(Records from a point annotation dataset)

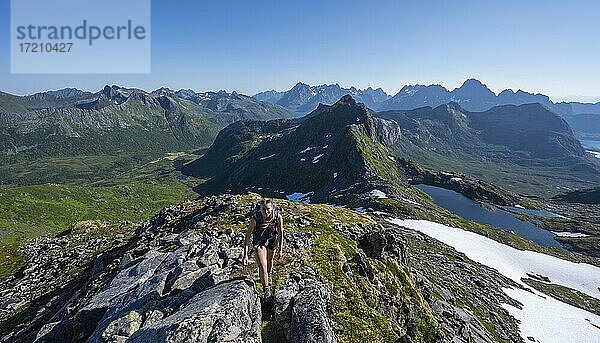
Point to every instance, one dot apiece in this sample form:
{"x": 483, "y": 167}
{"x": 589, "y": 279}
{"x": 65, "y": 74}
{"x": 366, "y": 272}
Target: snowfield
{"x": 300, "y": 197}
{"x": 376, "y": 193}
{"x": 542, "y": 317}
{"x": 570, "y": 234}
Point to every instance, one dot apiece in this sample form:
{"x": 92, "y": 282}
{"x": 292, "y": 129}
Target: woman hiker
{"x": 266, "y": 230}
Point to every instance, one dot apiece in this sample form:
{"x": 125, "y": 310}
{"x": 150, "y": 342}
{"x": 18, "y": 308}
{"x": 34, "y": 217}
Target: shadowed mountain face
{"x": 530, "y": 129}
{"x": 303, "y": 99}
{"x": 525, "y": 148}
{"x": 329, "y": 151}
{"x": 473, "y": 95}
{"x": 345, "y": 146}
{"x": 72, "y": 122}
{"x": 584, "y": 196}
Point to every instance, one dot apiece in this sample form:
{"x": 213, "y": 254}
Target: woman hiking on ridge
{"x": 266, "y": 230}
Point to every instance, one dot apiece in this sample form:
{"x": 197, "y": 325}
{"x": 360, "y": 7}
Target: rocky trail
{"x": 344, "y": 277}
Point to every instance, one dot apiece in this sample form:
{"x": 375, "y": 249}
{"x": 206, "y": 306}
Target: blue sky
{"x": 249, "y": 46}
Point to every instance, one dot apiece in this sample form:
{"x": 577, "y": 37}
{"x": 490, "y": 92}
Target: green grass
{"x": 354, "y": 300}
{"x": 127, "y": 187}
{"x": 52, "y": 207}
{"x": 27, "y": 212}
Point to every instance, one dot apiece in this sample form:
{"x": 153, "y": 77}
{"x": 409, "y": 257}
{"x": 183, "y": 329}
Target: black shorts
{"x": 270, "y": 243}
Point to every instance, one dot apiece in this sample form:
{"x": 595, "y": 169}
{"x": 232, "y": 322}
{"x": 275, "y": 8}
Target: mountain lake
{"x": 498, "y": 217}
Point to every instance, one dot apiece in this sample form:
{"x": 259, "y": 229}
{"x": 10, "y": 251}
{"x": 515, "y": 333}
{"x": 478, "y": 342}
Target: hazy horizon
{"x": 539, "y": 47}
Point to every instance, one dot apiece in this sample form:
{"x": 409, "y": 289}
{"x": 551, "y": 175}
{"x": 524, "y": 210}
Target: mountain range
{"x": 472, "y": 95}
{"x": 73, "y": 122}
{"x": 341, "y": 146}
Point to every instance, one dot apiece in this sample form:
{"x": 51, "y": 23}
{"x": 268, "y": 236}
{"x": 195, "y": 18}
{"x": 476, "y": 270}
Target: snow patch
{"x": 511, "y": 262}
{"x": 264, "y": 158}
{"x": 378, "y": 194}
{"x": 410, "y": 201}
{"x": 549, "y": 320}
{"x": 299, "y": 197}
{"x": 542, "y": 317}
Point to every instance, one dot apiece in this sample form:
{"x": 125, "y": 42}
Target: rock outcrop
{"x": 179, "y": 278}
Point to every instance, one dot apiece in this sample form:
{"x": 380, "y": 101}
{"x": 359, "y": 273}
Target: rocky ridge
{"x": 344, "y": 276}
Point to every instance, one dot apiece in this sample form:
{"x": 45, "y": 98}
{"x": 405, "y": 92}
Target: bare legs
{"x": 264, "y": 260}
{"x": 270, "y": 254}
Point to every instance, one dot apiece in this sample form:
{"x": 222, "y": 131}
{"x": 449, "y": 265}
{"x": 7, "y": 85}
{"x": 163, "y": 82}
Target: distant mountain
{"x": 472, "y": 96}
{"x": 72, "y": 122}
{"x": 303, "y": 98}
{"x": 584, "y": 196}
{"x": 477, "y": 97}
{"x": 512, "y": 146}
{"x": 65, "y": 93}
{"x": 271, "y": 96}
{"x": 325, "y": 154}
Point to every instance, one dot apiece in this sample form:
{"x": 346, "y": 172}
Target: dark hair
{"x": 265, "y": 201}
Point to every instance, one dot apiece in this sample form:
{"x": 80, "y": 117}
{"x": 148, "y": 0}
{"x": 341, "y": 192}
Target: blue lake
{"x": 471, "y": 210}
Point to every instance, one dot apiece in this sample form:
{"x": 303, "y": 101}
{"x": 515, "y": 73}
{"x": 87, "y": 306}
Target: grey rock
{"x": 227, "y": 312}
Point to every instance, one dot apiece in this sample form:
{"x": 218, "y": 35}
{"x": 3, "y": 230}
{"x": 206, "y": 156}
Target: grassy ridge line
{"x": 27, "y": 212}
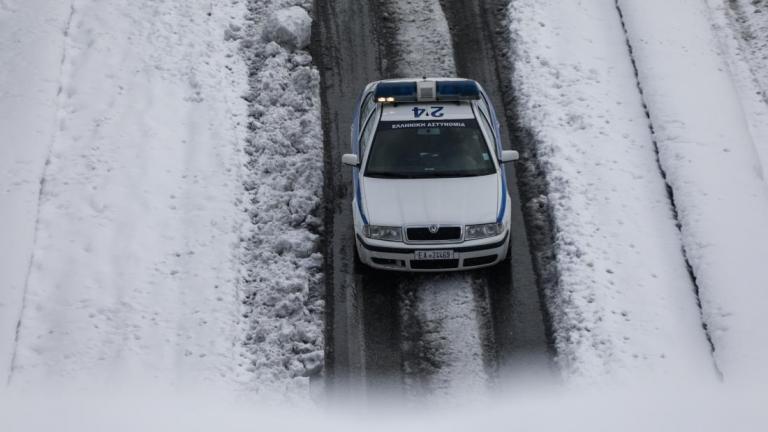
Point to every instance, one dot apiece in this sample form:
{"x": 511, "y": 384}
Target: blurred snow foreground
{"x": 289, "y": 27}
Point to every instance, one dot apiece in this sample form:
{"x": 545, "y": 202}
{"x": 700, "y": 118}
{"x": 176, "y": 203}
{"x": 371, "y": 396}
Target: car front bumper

* _Exercise_
From the records, pull out every line that contains the string "woman", treating uppercase and lowercase as different.

* _Problem solution_
Target: woman hiker
Target: woman hiking on ridge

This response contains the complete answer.